* START Excerpted data *

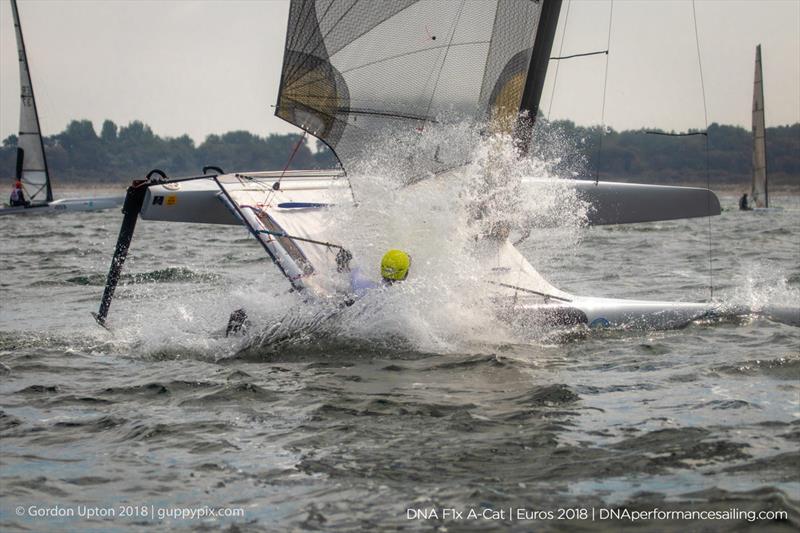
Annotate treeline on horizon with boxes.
[0,120,800,188]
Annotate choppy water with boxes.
[0,190,800,531]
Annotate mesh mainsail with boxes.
[11,0,53,203]
[276,0,542,175]
[751,45,769,207]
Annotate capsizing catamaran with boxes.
[0,0,125,216]
[95,0,792,328]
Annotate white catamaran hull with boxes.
[0,196,125,216]
[89,171,780,329]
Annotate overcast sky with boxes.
[0,0,800,142]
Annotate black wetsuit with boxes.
[739,194,750,211]
[8,189,28,207]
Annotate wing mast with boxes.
[750,44,769,207]
[11,0,53,203]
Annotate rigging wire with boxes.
[587,0,616,185]
[548,0,572,122]
[692,0,714,300]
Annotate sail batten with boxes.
[751,44,769,207]
[275,0,560,171]
[11,0,53,204]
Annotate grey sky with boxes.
[0,0,800,142]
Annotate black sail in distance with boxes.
[11,0,53,204]
[276,0,560,176]
[750,44,769,207]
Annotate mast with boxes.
[11,0,53,202]
[517,0,561,154]
[750,44,769,207]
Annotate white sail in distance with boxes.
[750,44,769,207]
[11,0,53,204]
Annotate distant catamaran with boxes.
[0,0,124,215]
[750,44,769,208]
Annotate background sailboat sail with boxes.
[276,0,560,175]
[751,44,769,207]
[11,0,53,204]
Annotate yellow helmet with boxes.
[381,250,411,281]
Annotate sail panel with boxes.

* END Excerpted data *

Given task
Reproduce word for word every line of the entries from the one that reads "Annotate mast with boxes." through the final line of the entries, both included.

Output of the task
Annotate mast with boxes.
[11,0,53,202]
[517,0,561,154]
[750,44,769,207]
Annotate white sail in distance with boxes.
[750,44,769,207]
[11,0,53,204]
Annotate distant catamaran with boxes.
[0,0,124,215]
[750,44,769,208]
Annotate background sailboat sail with boxes.
[276,0,560,175]
[751,44,769,207]
[11,0,53,204]
Annotate yellow helmet with boxes.
[381,250,411,281]
Annotate sail panel with boxes.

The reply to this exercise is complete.